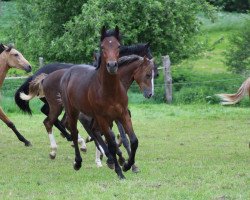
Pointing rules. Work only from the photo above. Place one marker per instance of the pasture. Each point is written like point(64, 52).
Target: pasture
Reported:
point(185, 152)
point(196, 151)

→ **Exercise directions**:
Return the material above verbatim. Pictures are to be excluded.

→ **Exercise answer**:
Pointing rules. Work only from the photo above. Place one marker per instance of the pasture. Each point is written like point(64, 52).
Target: pasture
Reported:
point(185, 152)
point(196, 151)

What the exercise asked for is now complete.